● THE EXERCISE:
Reproduce the data below with "tool" substituted for every occurrence of "function", leaving everything else unchanged.

__________________________________________________

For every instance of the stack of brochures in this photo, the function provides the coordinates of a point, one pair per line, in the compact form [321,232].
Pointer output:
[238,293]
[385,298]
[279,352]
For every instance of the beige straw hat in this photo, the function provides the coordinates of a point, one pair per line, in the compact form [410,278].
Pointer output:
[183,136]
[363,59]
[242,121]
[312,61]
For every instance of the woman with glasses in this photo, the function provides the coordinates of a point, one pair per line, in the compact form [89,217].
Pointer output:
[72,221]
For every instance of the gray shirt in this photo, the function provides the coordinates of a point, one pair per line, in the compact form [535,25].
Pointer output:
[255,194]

__________________________________________________

● SOLUTION FOR THIS PROBLEM:
For every instance of the stack of brochures in this photo, the tool provides the coordinates of a point, one pair per line, in the compact form [321,232].
Pointer output:
[238,293]
[385,298]
[279,352]
For every instance of the beige straw hat in this photo, the tool provides the coordinates of a point, one pair per line, in the compact form [410,278].
Pointer output:
[183,136]
[363,59]
[242,121]
[312,61]
For every instance of the woman with glasses in this photo, the tool provides the coordinates of a point, one pair per line, in the compact form [89,217].
Pointer output:
[72,221]
For every instance of the gray shirt in this photo, the tool provides the coordinates of a point, one pair per line, in the compact form [535,25].
Pointer output:
[255,194]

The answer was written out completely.